- **Selected excerpt**:
Saturday, 28 April 2012

engineering a past-time

for the past couple of weeks, on my way back from the chemistry department at university, i have been conducting a small observational experiment. well, experiment here is a poor choice of words, but i had a hypothesis and some interesting results, so let's call it that for the time being. in any case, let me not spoil the fun by stating said hypothesis, but jump straight into some methodology:

the engineering department is located along the way home, and the brand new engineering students' common room is constructed such that it is rectangular has a long side that spans about half a football field. the tables and chairs are aligned in a couple of rows along the wall that is made of glass (or some other translucent material - architects and engineers feel free to educate me), and as i walk along the wall it is easy to peer into the room and observe what the students are doing. most, if not all will be on their computers and it's interesting to see what they do:

bear in mind the context of this, that most of the students are first or second year students (apparently the third years hang out where the cool kids do, elsewhere), of a mixed background - mostly males, but ethnicity-wise, it's quite diverse, and most importantly, this observation was done a couple of weeks before their semester finals!

though some of the students were indeed studying, who can blame them when i saw the following as most activities done:

1) lurking (this would include 9-gagging, channing (no link for obvious reasons) and the various forms of imageboards and forums. approx 72 students.
2) facebook-ing. approx 42 students.
3) 'lightweight' games, like flash games and emulated games. i reckon i would separate this from the 'real' games because if you're studying and needed a break, this would be more justifiable. plus you won't end up looking at your watch and go 'wtf it's been 3 hours now?'. approx 40 students.

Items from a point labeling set
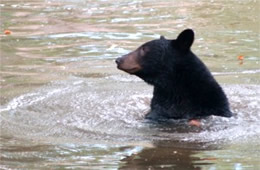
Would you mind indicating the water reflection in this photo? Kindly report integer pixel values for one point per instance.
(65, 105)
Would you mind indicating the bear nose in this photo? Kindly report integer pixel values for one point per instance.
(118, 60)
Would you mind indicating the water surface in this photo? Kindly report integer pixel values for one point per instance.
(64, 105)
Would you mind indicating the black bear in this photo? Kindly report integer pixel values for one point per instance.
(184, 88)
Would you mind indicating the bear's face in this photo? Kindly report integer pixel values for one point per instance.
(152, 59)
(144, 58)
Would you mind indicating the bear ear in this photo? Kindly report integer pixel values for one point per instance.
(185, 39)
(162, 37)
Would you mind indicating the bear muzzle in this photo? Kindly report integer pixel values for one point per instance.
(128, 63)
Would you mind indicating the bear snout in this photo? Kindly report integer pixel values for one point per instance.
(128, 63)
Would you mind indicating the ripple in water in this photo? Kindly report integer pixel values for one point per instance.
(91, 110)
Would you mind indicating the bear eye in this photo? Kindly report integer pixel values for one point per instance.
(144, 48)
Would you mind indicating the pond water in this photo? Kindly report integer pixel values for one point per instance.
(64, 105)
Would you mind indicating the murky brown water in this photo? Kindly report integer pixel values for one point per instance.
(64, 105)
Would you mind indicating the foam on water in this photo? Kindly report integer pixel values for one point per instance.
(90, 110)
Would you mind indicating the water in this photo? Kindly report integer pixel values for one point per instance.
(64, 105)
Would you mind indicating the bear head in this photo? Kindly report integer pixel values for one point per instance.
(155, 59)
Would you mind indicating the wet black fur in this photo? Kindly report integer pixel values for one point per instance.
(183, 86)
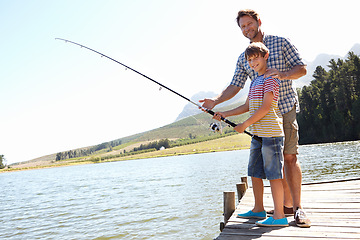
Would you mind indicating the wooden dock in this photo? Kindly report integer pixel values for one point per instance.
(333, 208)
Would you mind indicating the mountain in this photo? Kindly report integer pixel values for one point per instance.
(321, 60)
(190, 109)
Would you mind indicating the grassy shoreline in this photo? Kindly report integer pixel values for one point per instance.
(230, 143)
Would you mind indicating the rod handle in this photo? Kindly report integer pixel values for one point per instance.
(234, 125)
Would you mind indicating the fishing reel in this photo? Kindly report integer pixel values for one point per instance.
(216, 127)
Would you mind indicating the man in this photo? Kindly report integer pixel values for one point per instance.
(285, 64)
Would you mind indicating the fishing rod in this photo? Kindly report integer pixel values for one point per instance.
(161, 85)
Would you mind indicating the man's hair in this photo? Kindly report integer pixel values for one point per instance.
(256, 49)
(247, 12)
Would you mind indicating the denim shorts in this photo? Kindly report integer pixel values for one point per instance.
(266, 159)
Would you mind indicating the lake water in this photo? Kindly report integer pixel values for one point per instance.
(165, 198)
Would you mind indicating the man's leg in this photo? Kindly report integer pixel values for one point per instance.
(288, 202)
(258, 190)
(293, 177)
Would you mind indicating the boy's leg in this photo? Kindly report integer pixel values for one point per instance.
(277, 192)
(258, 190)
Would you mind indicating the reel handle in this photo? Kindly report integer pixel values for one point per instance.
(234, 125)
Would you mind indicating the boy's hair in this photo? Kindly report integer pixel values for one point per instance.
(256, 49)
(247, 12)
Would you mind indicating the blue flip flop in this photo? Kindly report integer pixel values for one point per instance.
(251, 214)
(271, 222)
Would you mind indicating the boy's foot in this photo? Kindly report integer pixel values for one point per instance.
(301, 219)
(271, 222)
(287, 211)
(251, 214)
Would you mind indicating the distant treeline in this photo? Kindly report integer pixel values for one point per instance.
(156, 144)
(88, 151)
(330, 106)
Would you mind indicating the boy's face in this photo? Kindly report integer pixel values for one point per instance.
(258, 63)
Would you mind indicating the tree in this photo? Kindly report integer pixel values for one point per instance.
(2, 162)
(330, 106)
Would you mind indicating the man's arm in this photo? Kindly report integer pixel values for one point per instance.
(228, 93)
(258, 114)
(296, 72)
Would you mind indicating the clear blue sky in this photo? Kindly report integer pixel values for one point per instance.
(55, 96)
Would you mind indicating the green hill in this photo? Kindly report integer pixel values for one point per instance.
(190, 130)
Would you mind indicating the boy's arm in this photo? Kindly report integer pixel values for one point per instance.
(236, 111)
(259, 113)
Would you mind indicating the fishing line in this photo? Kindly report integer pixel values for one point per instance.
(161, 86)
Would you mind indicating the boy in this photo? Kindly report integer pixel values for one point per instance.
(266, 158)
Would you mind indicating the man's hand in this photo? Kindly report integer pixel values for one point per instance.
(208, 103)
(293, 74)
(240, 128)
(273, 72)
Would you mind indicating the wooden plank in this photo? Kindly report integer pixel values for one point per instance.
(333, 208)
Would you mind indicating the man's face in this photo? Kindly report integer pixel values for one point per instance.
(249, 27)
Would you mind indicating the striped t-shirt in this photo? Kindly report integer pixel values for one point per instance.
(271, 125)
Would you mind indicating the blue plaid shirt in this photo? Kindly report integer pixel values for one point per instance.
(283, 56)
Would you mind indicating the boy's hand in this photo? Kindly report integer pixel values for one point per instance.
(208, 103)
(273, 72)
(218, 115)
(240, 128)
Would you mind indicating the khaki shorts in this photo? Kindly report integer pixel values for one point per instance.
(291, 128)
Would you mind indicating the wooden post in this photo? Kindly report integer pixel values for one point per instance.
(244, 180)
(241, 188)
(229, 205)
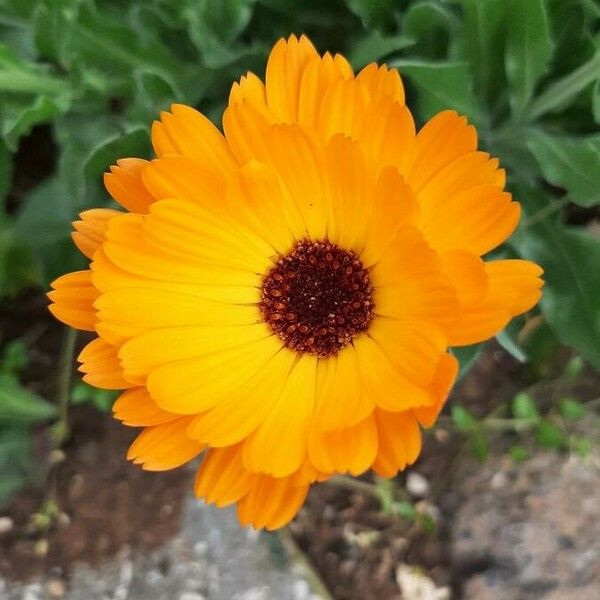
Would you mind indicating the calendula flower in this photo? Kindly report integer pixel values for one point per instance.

- **Problem statement**: From the blog post about the engineering common room, print the passage that begins at the words "1) lurking (this" and stops after the words "approx 40 students.". These items have no connection to the blog post.

- **Final result**:
1) lurking (this would include 9-gagging, channing (no link for obvious reasons) and the various forms of imageboards and forums. approx 72 students.
2) facebook-ing. approx 42 students.
3) 'lightweight' games, like flash games and emulated games. i reckon i would separate this from the 'real' games because if you're studying and needed a break, this would be more justifiable. plus you won't end up looking at your watch and go 'wtf it's been 3 hours now?'. approx 40 students.